▶ YOUR TASK
Pull out every line from the items below that contains the word "seated". Case counts.

▶ MATERIAL TO PROCESS
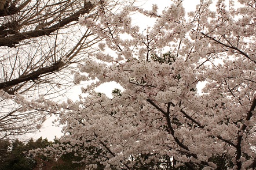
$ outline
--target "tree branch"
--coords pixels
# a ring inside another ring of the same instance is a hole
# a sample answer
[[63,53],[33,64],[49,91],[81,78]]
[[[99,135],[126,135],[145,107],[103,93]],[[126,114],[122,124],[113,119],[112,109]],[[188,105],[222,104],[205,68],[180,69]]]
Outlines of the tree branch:
[[78,21],[78,18],[81,14],[88,13],[90,9],[93,7],[93,5],[90,2],[86,3],[85,7],[76,12],[70,17],[63,19],[58,23],[57,23],[53,26],[45,28],[41,30],[33,30],[24,33],[18,33],[15,35],[3,38],[0,38],[0,46],[8,46],[9,47],[14,47],[14,45],[19,43],[21,40],[31,39],[32,37],[37,37],[45,35],[49,35],[51,33],[59,29],[60,28],[70,24],[75,21]]

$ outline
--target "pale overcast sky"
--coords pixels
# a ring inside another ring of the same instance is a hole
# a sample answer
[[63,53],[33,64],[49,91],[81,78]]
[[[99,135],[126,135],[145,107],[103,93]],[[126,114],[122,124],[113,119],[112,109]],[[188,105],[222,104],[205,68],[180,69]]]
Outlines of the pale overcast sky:
[[[151,9],[152,5],[157,3],[159,7],[159,12],[162,12],[162,10],[164,9],[166,7],[168,7],[171,3],[171,1],[170,0],[158,0],[156,3],[155,0],[138,0],[138,4],[142,5],[142,7],[146,8],[147,10]],[[196,5],[200,3],[200,0],[184,0],[183,2],[183,5],[186,9],[186,12],[188,12],[190,11],[194,10],[195,9]],[[147,23],[150,22],[149,20],[144,20],[137,18],[136,21],[134,21],[135,24],[140,24],[140,26],[143,27],[145,28],[147,27]],[[111,87],[109,88],[109,87]],[[112,89],[116,86],[115,86],[115,84],[110,84],[107,86],[101,86],[98,88],[98,90],[100,92],[104,92],[108,96],[111,95],[111,92]],[[108,90],[105,91],[106,89]],[[71,99],[75,99],[78,97],[77,94],[76,94],[76,96],[72,96],[70,95],[67,95],[68,97]],[[49,140],[53,140],[54,138],[54,137],[60,137],[62,133],[61,132],[61,127],[56,127],[53,126],[52,122],[54,119],[54,118],[48,119],[43,124],[43,127],[40,130],[39,132],[37,132],[34,134],[27,134],[25,137],[24,137],[24,139],[26,139],[28,138],[32,137],[34,139],[38,139],[41,137],[42,137],[43,138],[47,138]]]

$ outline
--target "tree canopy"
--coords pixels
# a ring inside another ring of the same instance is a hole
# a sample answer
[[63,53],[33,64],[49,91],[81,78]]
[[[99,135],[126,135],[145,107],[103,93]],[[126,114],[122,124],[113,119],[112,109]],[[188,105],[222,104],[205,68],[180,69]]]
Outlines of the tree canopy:
[[[255,2],[201,1],[186,14],[182,1],[162,12],[102,6],[98,20],[80,20],[103,41],[75,80],[97,81],[82,89],[87,97],[58,106],[70,145],[53,150],[99,147],[111,169],[255,167]],[[155,23],[141,31],[136,12]],[[94,91],[109,81],[123,90]]]
[[[97,20],[79,21],[101,41],[74,81],[93,82],[77,101],[30,103],[64,125],[60,143],[40,153],[74,153],[88,169],[255,168],[255,2],[202,0],[189,13],[181,0],[162,12],[90,2]],[[134,13],[154,23],[141,29]],[[95,91],[111,81],[123,88],[112,97]]]

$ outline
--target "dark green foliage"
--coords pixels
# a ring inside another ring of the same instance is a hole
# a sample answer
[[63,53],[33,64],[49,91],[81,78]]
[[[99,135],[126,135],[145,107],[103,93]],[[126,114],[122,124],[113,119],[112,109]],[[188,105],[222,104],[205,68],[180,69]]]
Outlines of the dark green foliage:
[[27,143],[18,139],[13,142],[0,141],[0,146],[3,148],[0,156],[0,170],[34,169],[36,167],[37,162],[34,156],[28,153],[28,151],[38,148],[44,148],[50,145],[51,142],[42,138],[35,142],[31,139]]
[[156,54],[152,55],[151,56],[152,61],[161,64],[171,65],[173,62],[175,62],[175,56],[172,55],[170,52],[164,53],[161,56],[158,56]]
[[112,93],[115,96],[121,97],[122,96],[122,91],[119,89],[115,89],[112,91]]

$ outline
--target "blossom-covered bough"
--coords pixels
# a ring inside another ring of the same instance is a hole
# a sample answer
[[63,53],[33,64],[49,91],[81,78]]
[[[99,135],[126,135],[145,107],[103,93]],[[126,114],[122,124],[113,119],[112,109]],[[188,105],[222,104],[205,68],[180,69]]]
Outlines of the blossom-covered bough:
[[[60,140],[69,144],[49,149],[106,169],[254,168],[255,2],[201,1],[185,17],[182,1],[162,13],[129,5],[115,14],[107,1],[97,21],[80,19],[104,40],[75,81],[97,81],[83,89],[87,97],[60,105]],[[140,31],[135,12],[155,24]],[[123,90],[112,98],[93,90],[110,81]],[[103,152],[88,155],[89,146]]]

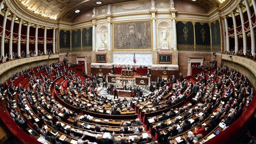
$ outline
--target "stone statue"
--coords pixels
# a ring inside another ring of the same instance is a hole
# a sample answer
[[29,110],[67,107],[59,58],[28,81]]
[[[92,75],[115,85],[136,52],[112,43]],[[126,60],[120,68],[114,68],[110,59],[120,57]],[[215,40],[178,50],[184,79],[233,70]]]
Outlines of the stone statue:
[[95,7],[94,7],[94,9],[92,9],[92,17],[95,17],[95,14],[96,14],[96,12],[95,12]]
[[110,13],[111,13],[111,9],[110,8],[111,8],[110,4],[108,4],[108,12],[107,12],[108,14],[110,14]]
[[174,9],[174,0],[170,0],[170,8],[171,8],[171,9]]
[[155,9],[155,0],[151,0],[151,9]]
[[167,33],[167,29],[164,30],[162,31],[162,40],[163,41],[164,41],[164,40],[166,41]]
[[105,48],[105,34],[104,33],[101,34],[101,41],[100,48]]
[[167,29],[165,29],[162,31],[162,49],[168,49],[168,42],[167,40]]

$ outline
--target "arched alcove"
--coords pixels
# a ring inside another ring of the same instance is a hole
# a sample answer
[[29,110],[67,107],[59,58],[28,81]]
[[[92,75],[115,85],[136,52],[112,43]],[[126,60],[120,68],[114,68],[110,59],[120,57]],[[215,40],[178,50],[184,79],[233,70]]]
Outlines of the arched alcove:
[[96,31],[96,49],[103,50],[107,47],[108,28],[105,24],[97,27]]
[[171,22],[161,20],[156,25],[156,46],[158,49],[171,49],[173,47],[173,30]]

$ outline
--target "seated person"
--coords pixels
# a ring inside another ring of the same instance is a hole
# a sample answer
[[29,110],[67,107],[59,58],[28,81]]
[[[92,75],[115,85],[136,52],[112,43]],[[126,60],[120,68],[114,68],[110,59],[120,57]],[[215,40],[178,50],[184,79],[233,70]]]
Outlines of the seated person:
[[147,72],[147,73],[146,73],[146,75],[148,76],[151,76],[151,72],[149,72],[149,69],[148,69],[148,72]]

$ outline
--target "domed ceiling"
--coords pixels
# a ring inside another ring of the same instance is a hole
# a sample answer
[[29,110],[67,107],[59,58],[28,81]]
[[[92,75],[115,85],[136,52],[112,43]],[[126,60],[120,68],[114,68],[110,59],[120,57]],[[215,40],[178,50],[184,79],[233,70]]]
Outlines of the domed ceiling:
[[[72,21],[79,14],[94,7],[132,0],[19,0],[14,1],[25,11],[56,20]],[[133,0],[135,1],[135,0]],[[157,1],[157,0],[155,0]],[[168,1],[168,0],[167,0]],[[210,11],[219,7],[225,0],[174,0],[193,2]],[[97,3],[100,3],[98,4]],[[76,14],[75,11],[79,9]]]

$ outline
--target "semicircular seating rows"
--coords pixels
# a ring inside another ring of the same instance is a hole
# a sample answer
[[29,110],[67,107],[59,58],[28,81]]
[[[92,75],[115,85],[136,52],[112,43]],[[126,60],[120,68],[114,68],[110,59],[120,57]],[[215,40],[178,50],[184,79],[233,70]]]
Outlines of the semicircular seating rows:
[[42,143],[203,143],[221,135],[255,101],[247,78],[226,66],[163,84],[148,94],[140,94],[136,87],[130,98],[101,95],[97,79],[71,64],[31,68],[1,85],[4,110]]

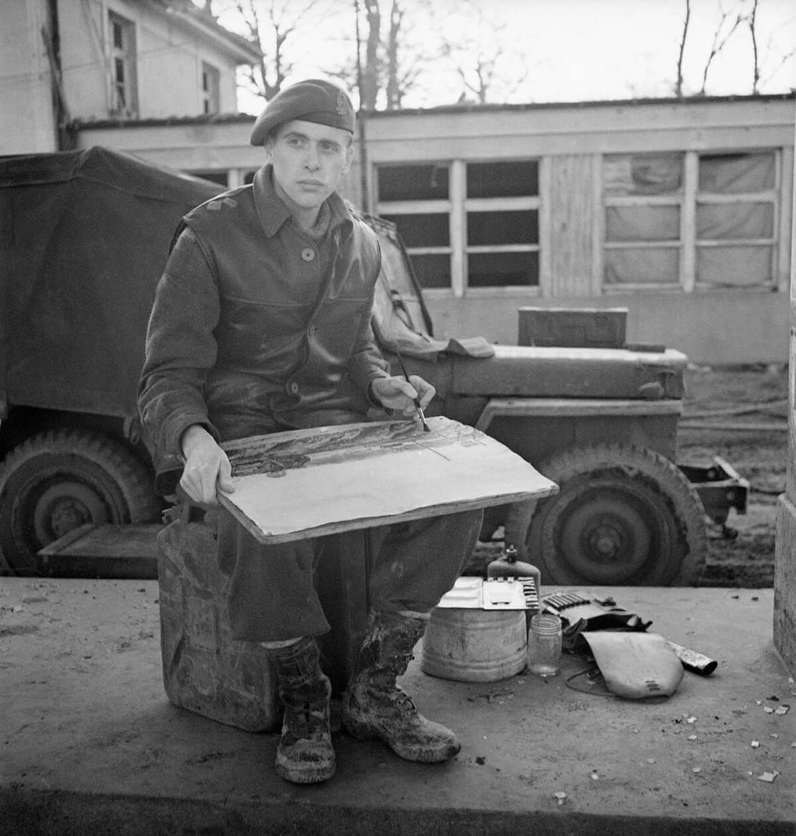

▶ SOLUTION TO THIS TASK
--target "seated person"
Outlines of the seated person:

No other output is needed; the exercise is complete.